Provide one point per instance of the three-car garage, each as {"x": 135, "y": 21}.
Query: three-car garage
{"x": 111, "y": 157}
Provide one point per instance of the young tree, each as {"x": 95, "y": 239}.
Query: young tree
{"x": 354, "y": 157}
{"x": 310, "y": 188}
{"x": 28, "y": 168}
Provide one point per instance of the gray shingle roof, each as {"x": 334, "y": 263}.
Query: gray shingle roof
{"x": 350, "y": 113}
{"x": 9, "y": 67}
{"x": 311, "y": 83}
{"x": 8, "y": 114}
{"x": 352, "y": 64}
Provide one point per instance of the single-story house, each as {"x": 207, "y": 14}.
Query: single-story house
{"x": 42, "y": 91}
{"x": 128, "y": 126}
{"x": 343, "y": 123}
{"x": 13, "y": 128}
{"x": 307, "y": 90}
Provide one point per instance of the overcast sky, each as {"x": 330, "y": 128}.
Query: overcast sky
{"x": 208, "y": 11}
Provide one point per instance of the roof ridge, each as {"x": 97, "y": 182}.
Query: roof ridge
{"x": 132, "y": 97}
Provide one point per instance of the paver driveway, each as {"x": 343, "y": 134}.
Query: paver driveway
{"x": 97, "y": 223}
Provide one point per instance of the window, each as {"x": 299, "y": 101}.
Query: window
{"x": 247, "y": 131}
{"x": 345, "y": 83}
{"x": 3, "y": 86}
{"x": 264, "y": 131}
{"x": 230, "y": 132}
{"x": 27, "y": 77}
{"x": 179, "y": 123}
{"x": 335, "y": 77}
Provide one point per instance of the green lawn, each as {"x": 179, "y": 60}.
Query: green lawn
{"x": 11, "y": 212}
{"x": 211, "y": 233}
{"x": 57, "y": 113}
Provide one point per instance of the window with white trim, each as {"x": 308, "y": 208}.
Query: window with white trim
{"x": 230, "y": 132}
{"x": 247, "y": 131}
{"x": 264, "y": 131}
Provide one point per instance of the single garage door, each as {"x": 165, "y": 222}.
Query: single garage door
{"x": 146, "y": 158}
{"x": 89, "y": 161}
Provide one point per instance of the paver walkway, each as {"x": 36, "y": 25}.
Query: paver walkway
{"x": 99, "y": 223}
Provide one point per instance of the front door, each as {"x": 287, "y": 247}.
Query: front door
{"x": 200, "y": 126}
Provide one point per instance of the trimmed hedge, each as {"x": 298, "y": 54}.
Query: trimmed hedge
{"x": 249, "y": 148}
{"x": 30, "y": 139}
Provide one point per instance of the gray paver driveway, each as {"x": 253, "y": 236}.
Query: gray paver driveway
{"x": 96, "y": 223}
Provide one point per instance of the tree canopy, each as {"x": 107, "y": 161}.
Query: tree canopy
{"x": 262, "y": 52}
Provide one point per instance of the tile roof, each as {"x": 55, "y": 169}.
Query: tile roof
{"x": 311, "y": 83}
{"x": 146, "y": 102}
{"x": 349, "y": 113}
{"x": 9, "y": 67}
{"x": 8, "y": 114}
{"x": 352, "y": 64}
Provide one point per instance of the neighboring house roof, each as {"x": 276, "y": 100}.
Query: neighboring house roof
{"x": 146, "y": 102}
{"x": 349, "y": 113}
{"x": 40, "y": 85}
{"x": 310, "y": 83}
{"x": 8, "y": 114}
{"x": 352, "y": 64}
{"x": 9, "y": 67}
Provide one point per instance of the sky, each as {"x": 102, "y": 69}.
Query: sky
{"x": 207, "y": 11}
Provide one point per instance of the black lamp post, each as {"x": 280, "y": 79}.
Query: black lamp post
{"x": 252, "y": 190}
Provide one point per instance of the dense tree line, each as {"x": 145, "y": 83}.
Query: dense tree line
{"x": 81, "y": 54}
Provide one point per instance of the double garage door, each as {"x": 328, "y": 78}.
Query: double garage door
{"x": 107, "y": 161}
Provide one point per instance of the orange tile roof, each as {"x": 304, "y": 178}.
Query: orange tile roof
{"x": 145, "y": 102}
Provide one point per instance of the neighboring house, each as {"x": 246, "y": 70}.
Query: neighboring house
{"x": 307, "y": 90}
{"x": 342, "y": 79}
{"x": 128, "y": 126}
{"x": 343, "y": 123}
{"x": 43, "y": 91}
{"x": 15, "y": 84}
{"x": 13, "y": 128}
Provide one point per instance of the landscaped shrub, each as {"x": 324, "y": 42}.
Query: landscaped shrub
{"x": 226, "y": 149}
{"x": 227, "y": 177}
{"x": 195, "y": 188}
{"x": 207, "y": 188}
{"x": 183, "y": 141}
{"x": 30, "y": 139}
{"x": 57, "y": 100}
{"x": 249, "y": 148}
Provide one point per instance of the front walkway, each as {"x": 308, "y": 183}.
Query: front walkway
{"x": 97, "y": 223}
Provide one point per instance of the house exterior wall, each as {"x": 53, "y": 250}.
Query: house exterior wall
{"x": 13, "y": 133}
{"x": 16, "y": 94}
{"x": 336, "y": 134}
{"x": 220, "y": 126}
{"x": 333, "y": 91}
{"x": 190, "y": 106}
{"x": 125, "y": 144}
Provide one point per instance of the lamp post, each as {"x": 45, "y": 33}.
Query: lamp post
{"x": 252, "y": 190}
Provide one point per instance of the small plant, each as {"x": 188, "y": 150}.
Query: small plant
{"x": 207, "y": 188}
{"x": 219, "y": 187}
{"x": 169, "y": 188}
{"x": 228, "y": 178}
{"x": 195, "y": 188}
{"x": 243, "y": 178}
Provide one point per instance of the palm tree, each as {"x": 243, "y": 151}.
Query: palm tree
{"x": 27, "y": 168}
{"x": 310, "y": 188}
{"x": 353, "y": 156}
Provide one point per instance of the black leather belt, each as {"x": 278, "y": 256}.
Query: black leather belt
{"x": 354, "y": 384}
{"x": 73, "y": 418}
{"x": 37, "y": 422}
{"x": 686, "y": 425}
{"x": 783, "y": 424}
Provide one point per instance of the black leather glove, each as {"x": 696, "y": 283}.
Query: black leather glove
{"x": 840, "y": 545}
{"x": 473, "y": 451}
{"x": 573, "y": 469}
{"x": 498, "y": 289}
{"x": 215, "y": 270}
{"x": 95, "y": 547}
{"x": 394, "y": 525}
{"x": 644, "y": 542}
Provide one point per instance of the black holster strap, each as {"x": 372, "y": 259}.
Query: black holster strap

________________________

PROBLEM REQUIREMENTS =
Within the entries above, find the string "strap" and return each line that holds it.

REPLY TO THE TASK =
Provide one point per instance of the black holster strap, each as {"x": 372, "y": 259}.
Query: black holster strap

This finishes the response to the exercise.